• [Short problem] In the records below, reproduce character for character the part that opens with the line containing "Help me locate the dress" and closes with the line containing "[262,492,1024,683]". Include both of those lines and nothing outside them.

• [Supplied data]
•••••

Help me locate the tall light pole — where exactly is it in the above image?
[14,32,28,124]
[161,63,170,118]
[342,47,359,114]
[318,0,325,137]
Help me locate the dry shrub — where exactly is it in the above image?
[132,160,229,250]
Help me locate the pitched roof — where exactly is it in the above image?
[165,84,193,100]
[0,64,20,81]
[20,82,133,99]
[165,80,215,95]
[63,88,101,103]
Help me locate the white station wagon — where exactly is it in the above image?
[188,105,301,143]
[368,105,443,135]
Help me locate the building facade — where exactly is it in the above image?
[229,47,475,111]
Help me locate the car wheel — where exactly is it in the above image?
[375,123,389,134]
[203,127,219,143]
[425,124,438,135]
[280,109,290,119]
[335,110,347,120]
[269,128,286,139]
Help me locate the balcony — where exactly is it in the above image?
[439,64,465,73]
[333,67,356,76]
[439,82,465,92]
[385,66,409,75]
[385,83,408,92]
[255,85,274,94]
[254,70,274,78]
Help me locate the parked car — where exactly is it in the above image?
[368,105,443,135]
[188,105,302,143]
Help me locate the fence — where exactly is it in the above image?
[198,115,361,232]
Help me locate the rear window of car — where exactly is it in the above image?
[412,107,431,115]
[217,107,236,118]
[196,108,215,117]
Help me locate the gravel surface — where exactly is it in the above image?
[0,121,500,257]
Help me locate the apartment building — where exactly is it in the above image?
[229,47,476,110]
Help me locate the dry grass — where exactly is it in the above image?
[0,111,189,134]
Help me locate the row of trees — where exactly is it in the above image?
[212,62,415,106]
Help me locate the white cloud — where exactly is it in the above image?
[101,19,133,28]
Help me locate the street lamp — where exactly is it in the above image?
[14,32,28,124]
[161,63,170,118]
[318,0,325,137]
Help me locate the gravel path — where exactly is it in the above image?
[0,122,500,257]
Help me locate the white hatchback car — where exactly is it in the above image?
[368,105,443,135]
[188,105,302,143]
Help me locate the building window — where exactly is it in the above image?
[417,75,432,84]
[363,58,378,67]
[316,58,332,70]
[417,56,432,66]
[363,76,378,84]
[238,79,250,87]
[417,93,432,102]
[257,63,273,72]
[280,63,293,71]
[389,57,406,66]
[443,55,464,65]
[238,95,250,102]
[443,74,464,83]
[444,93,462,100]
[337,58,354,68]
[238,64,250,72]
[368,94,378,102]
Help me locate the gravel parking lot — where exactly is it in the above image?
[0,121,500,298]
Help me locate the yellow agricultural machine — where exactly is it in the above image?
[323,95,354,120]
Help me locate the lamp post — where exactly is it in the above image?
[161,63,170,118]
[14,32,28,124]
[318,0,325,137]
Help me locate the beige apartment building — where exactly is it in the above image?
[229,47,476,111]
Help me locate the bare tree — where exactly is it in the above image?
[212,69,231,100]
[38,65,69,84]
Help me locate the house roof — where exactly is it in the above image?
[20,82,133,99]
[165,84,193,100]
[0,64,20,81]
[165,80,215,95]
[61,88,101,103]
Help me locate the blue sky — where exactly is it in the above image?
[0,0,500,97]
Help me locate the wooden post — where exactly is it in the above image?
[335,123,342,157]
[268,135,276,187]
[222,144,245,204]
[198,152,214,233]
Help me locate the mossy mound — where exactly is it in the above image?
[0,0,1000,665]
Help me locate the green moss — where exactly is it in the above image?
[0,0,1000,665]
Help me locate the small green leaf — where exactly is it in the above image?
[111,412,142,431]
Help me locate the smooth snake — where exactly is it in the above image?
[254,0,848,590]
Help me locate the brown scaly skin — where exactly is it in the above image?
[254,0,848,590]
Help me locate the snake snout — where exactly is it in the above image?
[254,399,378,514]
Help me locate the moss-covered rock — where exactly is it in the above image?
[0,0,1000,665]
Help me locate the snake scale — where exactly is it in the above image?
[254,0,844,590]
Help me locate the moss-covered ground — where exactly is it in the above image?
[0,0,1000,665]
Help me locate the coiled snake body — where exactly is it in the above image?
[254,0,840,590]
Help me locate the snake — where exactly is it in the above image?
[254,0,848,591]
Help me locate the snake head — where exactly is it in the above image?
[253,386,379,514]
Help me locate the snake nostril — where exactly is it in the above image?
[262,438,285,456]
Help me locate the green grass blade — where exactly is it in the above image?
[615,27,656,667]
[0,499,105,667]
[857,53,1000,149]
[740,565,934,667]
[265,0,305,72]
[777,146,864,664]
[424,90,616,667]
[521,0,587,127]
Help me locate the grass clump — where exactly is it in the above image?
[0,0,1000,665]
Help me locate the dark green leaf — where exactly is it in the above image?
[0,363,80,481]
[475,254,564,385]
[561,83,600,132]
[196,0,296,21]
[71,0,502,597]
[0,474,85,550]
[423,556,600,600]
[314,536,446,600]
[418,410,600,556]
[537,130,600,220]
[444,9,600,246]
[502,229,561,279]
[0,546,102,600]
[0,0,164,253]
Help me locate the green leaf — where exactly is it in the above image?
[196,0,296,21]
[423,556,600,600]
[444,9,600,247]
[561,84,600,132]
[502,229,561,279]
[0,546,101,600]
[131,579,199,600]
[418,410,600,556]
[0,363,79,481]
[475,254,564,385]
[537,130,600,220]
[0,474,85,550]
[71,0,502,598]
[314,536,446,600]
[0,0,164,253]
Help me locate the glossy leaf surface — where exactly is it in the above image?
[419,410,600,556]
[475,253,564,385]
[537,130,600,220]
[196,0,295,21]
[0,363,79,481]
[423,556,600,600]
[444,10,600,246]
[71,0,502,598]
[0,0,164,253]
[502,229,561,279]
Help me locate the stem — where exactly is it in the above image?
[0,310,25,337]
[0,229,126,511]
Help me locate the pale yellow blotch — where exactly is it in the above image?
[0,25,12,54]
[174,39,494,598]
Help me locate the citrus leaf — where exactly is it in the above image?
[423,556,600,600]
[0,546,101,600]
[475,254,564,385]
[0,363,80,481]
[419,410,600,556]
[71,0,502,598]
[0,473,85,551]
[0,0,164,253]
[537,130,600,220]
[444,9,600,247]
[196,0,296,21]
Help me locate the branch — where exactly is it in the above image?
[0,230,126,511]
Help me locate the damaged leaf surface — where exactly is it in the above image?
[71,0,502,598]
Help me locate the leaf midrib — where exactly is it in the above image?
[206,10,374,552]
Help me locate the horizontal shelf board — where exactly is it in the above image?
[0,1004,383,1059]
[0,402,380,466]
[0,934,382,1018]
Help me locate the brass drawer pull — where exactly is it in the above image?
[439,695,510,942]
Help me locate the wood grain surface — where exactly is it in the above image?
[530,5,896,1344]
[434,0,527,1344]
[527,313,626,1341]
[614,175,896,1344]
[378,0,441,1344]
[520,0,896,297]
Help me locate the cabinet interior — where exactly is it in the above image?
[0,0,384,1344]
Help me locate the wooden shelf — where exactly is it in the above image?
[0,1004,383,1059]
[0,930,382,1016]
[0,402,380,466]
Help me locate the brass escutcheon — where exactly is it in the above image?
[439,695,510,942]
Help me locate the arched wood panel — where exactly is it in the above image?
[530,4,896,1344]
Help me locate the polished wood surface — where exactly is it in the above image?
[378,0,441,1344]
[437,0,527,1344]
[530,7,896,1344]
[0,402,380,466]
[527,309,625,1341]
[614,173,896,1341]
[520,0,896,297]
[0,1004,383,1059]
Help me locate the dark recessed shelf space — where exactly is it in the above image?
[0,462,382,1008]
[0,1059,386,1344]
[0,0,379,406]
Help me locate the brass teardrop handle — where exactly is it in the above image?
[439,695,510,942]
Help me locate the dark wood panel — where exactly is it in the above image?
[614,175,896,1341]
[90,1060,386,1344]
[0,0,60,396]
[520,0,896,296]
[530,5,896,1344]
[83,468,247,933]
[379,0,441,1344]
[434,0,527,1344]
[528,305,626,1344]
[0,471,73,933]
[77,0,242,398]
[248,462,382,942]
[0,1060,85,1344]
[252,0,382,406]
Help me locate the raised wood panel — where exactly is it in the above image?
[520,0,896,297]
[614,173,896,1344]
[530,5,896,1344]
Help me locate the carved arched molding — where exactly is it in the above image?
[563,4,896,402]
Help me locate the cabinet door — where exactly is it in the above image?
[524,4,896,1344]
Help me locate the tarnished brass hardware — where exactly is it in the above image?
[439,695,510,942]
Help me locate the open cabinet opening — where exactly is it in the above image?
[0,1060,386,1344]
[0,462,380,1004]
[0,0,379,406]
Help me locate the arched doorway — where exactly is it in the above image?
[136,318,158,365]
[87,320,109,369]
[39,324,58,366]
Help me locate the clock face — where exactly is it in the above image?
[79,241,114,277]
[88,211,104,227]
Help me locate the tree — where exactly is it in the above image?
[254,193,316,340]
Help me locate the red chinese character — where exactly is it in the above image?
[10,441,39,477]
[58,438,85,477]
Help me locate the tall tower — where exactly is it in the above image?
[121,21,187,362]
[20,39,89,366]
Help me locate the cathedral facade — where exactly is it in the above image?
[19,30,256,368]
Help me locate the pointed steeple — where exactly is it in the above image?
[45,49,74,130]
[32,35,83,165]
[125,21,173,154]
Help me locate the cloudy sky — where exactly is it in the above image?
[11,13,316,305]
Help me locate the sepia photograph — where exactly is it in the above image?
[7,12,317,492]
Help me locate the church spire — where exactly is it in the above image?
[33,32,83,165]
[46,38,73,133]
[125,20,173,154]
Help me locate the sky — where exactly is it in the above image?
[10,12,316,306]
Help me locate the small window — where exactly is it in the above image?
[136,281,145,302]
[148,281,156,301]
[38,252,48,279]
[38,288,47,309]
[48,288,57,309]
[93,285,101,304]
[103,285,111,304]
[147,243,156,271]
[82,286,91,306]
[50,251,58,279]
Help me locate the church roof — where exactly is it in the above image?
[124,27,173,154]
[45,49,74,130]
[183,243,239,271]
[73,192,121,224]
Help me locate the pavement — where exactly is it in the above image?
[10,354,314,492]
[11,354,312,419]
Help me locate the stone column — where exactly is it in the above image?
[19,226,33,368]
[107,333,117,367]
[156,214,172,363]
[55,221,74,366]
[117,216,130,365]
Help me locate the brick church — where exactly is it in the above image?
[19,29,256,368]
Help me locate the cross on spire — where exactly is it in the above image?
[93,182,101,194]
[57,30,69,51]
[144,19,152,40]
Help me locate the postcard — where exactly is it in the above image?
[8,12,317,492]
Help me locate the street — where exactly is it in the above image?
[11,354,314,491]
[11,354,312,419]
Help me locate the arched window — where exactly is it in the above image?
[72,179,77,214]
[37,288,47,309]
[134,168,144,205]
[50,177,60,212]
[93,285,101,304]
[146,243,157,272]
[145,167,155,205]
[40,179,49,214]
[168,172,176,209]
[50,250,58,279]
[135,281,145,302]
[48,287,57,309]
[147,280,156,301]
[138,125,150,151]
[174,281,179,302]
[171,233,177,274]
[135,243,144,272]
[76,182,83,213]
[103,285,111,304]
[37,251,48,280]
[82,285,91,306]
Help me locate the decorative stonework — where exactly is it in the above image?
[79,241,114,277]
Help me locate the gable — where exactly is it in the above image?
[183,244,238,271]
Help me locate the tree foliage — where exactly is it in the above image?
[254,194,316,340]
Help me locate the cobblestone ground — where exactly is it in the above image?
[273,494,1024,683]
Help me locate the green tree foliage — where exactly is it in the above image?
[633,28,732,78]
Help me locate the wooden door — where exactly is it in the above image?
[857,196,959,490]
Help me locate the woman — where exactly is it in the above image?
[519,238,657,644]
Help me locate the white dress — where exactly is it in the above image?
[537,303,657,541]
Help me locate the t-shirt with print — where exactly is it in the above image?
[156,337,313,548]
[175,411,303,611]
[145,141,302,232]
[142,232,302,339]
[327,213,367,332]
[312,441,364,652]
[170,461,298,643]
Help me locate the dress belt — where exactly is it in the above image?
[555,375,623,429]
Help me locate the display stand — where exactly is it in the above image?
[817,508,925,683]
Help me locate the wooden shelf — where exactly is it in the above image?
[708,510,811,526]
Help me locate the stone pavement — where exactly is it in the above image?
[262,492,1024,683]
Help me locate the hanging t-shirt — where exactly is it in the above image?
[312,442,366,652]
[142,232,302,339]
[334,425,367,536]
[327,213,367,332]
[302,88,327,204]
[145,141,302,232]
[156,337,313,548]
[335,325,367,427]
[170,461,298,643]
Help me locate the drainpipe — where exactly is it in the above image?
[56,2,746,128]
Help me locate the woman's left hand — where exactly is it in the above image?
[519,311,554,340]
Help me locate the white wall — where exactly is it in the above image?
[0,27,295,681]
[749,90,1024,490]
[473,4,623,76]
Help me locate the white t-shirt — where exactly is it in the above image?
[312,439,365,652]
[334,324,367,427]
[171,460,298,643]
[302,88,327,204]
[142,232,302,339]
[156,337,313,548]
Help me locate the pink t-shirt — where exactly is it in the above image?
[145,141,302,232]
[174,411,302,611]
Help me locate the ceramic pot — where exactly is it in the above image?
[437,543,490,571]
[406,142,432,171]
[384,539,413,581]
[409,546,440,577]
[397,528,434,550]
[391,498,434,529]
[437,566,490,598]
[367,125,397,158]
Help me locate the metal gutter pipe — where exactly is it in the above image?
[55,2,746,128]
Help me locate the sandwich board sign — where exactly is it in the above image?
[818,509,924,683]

•••••

• [Exercise answer]
Help me locate the dress belt — where exactly is it in the above image?
[555,375,623,429]
Help me locate the display stand — where exactly is it in the above image?
[817,508,925,683]
Help me locate the wooden shelf — where exactly is it in the above image?
[708,510,811,526]
Help me locate the stone pavement — where exactly is it in the above image?
[262,492,1024,683]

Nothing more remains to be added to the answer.